Data extract:
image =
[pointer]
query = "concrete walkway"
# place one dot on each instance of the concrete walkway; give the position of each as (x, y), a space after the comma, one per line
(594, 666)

What to do: Could you write out every entry above exactly as it appears?

Response to this exercise:
image =
[pointer]
query = "concrete walkway"
# place one dot on each instance of the concrete walkway; give the position of each as (x, y), a space after the comma, one per line
(594, 666)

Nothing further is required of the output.